Data items:
━━━

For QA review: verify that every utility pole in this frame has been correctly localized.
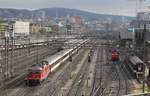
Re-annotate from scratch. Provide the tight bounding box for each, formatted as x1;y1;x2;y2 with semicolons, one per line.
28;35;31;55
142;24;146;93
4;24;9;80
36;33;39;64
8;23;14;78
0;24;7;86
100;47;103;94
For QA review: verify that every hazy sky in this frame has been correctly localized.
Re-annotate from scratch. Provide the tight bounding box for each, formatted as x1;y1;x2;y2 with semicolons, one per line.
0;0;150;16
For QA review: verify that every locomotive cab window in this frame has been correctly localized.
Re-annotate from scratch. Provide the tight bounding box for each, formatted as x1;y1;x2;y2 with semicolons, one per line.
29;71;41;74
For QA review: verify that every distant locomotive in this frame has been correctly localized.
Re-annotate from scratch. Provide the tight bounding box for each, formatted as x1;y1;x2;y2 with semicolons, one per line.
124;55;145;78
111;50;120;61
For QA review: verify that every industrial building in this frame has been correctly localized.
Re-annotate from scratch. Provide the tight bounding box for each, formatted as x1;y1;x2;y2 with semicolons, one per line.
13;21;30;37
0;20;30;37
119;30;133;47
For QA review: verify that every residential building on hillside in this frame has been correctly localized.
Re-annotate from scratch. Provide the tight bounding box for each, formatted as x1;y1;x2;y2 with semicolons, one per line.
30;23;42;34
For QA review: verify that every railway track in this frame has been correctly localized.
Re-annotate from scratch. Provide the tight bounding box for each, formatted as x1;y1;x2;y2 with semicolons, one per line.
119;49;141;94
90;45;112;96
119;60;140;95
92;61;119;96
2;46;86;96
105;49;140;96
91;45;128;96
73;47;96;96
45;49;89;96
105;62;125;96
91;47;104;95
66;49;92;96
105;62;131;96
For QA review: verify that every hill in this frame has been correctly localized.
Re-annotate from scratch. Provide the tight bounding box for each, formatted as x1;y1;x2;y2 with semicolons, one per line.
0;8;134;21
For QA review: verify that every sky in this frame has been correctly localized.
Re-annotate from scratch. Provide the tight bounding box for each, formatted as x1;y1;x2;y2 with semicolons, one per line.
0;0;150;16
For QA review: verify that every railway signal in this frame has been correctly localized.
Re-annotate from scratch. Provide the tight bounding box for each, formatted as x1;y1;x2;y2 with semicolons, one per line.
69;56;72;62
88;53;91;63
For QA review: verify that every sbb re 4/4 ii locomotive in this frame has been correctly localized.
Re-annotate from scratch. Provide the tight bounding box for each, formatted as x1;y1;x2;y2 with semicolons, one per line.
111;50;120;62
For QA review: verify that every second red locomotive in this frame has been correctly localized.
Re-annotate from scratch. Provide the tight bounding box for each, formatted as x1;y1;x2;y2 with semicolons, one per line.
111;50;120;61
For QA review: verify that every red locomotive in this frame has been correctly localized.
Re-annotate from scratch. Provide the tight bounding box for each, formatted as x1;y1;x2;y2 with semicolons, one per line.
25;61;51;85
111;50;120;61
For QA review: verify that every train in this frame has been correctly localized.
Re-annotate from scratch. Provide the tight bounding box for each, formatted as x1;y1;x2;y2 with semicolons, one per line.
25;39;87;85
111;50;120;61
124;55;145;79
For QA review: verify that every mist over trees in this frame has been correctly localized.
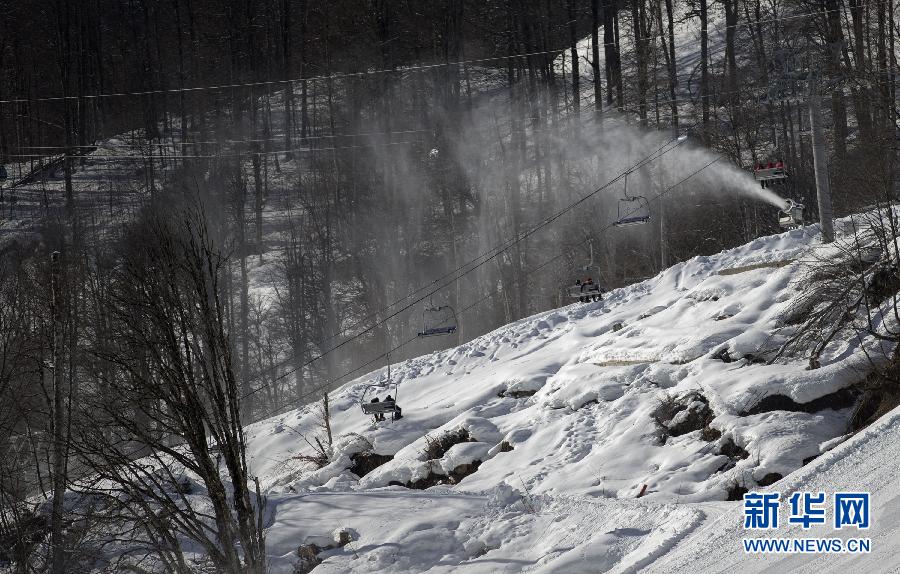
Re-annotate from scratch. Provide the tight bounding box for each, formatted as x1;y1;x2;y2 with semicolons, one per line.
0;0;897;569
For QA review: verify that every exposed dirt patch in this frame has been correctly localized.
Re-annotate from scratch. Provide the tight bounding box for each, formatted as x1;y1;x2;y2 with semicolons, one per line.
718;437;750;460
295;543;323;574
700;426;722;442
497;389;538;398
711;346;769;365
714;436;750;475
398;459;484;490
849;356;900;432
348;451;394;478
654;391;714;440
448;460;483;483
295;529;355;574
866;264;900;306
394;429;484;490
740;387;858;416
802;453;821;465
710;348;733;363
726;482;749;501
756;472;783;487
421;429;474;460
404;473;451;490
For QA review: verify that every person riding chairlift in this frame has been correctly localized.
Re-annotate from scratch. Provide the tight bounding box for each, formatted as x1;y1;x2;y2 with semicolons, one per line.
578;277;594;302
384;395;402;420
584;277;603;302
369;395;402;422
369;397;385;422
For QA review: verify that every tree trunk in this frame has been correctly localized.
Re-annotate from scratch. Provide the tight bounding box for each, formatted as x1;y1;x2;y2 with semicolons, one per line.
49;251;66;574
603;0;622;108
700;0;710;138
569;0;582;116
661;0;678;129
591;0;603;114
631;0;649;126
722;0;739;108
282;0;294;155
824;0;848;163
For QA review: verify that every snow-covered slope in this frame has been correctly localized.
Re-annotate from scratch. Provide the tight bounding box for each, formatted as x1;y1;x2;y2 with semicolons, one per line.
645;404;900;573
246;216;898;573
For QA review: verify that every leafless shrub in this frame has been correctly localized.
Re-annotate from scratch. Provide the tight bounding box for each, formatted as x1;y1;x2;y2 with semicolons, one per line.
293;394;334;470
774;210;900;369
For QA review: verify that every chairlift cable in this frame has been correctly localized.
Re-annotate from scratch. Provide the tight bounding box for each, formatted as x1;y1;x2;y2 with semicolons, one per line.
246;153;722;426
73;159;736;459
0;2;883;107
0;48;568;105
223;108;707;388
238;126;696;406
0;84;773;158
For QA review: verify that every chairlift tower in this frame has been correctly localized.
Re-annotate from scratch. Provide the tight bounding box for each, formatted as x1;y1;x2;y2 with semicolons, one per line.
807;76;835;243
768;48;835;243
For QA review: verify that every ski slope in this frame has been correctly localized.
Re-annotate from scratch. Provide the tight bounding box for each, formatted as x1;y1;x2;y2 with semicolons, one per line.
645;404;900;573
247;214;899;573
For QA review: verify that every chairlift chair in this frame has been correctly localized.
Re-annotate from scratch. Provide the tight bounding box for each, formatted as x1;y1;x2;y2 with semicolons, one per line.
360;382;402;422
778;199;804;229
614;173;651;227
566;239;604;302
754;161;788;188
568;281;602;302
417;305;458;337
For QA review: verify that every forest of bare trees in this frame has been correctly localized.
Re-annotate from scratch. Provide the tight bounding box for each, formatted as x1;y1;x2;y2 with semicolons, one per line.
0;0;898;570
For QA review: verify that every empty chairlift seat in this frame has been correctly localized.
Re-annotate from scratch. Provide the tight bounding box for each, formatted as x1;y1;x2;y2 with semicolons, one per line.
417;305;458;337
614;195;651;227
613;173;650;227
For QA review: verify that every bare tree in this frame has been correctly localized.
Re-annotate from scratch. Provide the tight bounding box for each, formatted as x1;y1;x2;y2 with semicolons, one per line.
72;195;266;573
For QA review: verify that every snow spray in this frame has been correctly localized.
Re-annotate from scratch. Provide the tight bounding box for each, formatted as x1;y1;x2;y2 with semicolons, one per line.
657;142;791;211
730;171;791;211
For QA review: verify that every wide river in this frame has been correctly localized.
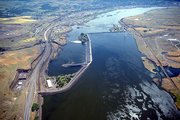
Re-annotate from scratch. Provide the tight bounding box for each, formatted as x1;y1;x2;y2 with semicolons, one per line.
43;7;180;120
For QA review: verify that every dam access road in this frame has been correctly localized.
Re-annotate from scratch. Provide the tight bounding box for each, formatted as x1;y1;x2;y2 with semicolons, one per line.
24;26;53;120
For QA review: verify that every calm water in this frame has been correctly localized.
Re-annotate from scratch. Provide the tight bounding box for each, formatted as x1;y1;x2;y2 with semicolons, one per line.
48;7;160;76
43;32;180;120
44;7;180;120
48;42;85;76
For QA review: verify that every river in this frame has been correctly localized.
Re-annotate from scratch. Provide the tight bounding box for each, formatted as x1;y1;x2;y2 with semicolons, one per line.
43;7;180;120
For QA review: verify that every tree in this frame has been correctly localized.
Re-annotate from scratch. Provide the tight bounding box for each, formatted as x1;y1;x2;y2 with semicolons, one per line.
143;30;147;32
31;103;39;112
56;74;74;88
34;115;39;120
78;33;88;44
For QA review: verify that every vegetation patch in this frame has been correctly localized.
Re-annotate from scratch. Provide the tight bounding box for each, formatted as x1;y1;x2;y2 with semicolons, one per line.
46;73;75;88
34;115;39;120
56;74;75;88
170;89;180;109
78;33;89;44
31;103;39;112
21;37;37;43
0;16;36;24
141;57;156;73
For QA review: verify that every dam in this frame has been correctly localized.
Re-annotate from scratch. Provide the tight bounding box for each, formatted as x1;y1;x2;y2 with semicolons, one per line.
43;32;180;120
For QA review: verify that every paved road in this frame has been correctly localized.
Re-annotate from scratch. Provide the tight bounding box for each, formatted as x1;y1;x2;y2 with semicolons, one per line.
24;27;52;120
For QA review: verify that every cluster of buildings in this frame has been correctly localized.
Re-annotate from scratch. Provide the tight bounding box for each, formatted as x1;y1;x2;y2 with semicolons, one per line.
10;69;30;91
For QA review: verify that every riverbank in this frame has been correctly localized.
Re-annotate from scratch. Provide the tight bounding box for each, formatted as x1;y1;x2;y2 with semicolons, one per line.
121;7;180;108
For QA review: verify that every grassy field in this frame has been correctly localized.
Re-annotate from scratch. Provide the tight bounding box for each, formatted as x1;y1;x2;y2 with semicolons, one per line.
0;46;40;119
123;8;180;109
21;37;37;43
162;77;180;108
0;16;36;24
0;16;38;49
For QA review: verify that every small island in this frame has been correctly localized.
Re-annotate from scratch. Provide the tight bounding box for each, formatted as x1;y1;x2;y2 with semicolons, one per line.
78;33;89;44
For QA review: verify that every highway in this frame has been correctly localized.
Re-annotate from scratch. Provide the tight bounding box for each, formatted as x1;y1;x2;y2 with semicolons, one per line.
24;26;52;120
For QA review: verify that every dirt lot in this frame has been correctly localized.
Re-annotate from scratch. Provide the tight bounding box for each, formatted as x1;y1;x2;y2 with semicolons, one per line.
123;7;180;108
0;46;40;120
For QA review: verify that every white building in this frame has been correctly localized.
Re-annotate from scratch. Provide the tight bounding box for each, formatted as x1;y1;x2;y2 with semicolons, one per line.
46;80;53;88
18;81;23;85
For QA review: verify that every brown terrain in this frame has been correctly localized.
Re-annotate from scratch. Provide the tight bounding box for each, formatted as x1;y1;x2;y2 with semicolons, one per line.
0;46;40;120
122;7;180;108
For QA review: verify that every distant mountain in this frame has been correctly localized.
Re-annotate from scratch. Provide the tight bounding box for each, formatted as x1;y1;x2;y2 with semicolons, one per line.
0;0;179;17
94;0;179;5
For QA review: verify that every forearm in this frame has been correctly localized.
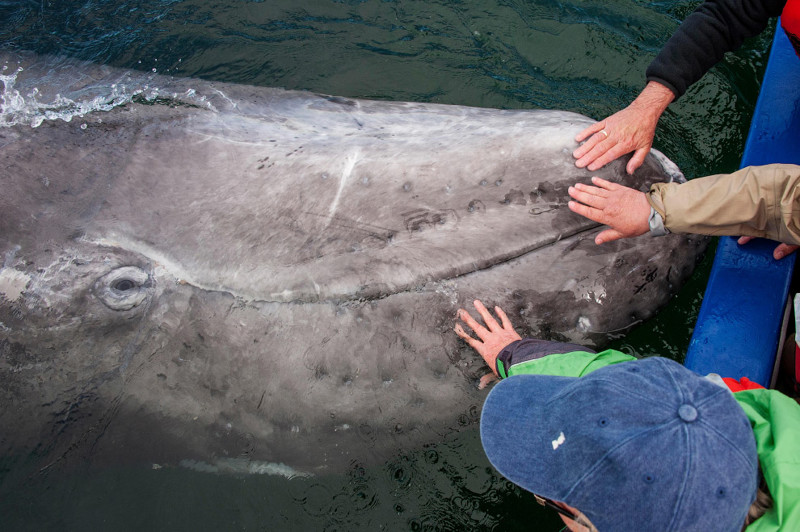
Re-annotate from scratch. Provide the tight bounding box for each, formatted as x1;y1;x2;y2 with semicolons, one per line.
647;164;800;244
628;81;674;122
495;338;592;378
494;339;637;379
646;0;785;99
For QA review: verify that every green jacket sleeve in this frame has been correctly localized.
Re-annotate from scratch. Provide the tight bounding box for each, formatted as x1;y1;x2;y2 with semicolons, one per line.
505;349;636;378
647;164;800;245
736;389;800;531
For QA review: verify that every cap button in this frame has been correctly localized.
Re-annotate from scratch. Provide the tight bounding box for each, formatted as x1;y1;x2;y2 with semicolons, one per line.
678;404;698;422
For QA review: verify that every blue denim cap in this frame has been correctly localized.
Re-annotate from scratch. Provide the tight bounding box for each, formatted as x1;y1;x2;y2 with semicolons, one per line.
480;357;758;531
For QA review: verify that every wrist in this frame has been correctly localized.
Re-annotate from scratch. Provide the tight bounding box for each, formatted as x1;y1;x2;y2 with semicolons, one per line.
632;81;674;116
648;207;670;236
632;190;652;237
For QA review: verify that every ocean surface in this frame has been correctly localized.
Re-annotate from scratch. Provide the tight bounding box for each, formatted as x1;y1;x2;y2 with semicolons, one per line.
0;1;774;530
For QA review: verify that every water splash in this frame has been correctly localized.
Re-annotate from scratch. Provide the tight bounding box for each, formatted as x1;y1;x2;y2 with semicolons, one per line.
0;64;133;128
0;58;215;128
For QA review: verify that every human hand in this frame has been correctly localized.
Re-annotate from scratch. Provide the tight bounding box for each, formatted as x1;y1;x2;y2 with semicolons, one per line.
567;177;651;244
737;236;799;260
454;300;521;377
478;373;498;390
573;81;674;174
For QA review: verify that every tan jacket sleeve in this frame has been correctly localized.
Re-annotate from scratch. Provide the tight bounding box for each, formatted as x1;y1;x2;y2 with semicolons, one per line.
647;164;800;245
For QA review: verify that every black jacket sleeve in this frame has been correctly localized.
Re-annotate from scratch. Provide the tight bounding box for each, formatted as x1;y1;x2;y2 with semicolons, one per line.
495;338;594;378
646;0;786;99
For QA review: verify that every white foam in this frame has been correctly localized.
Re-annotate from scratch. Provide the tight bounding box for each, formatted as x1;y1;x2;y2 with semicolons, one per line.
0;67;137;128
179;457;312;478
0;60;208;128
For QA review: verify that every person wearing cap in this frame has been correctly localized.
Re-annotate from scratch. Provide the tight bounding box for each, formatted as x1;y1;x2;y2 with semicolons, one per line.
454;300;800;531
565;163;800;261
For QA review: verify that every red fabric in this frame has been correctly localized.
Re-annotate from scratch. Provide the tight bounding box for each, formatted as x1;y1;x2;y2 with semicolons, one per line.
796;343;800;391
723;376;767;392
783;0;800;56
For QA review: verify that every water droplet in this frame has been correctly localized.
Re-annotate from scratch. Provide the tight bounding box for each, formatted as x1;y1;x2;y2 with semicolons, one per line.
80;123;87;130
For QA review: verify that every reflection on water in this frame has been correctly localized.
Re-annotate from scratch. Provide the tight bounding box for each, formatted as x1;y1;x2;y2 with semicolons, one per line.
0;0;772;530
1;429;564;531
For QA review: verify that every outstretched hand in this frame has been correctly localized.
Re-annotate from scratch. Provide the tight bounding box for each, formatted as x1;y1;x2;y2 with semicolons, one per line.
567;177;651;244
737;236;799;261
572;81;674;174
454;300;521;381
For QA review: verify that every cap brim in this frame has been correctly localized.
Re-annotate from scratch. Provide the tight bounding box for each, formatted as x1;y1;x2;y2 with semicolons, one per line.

━━━

BRIEF —
Filter the entries above down to the lines that contain "hand".

ANSWER BOX —
For QA review: verify that every human hand in this frame has been correctly localized.
For QA review: verify that every outstretched hand in this frame has been correctly localized.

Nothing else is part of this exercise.